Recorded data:
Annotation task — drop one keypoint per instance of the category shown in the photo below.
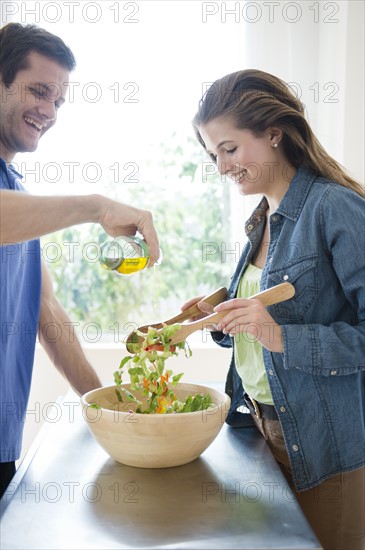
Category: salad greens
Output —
(149, 376)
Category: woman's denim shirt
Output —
(318, 383)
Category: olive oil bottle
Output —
(125, 255)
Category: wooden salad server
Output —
(213, 299)
(268, 297)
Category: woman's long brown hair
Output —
(255, 101)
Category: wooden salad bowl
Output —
(153, 440)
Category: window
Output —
(125, 132)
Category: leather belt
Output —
(261, 410)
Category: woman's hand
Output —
(249, 316)
(205, 308)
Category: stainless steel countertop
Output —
(68, 494)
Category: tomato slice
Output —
(160, 347)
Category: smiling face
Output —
(28, 107)
(255, 163)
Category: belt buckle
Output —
(256, 407)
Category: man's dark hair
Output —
(18, 41)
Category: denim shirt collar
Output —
(293, 201)
(290, 206)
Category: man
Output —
(34, 75)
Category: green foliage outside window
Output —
(192, 217)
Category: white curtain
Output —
(319, 48)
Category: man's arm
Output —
(61, 344)
(24, 217)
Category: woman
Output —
(297, 366)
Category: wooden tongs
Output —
(268, 297)
(134, 341)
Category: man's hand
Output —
(121, 219)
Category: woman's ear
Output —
(275, 135)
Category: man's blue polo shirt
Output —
(20, 296)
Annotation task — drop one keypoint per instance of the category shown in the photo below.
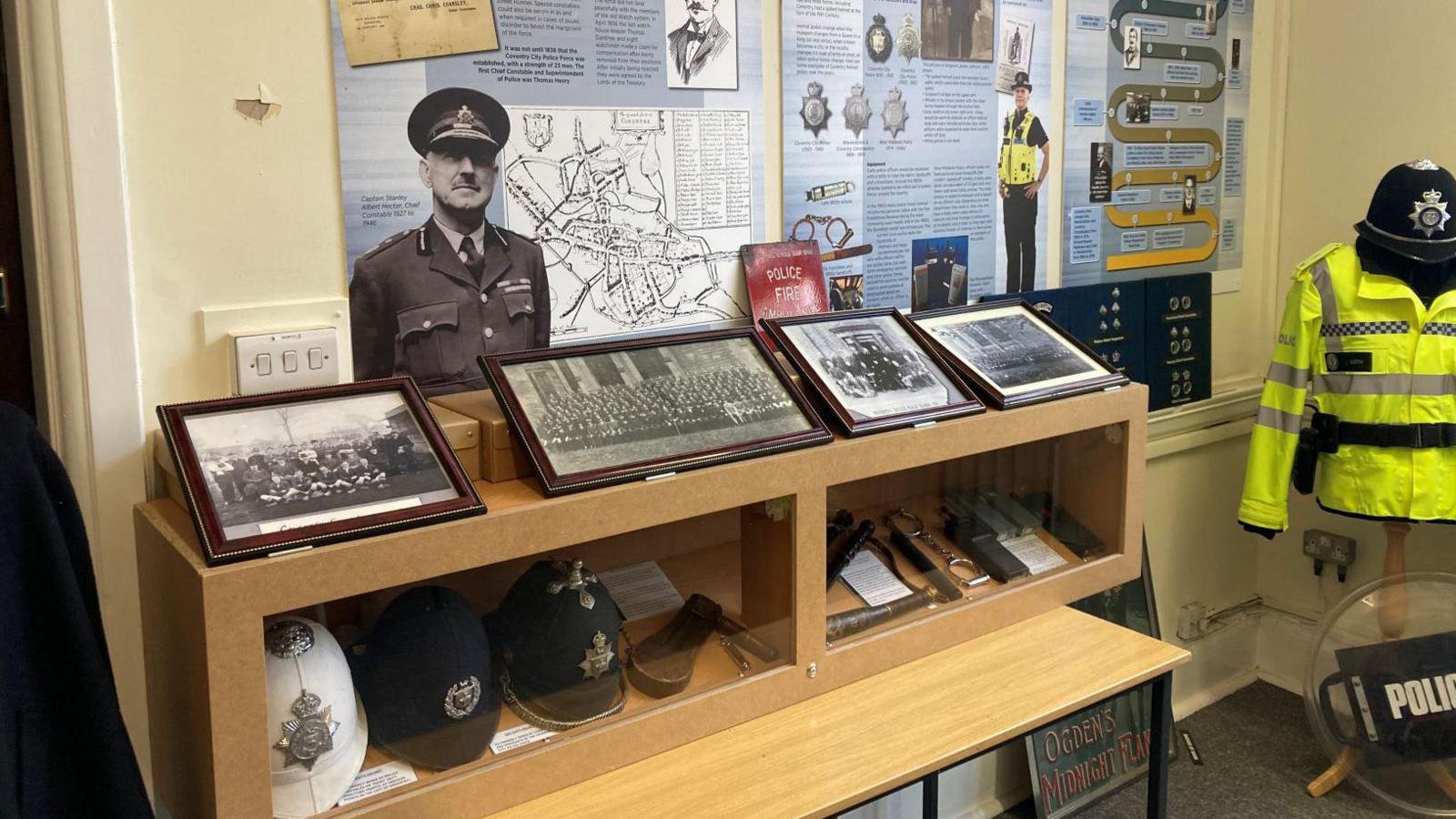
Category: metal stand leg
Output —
(1158, 755)
(931, 796)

# WHAT NEEDS TO BE DONE
Counting only lines that contain "window", what is the total for the entries above? Give the number alone.

# ANSWER FOR THIS EXERCISE
2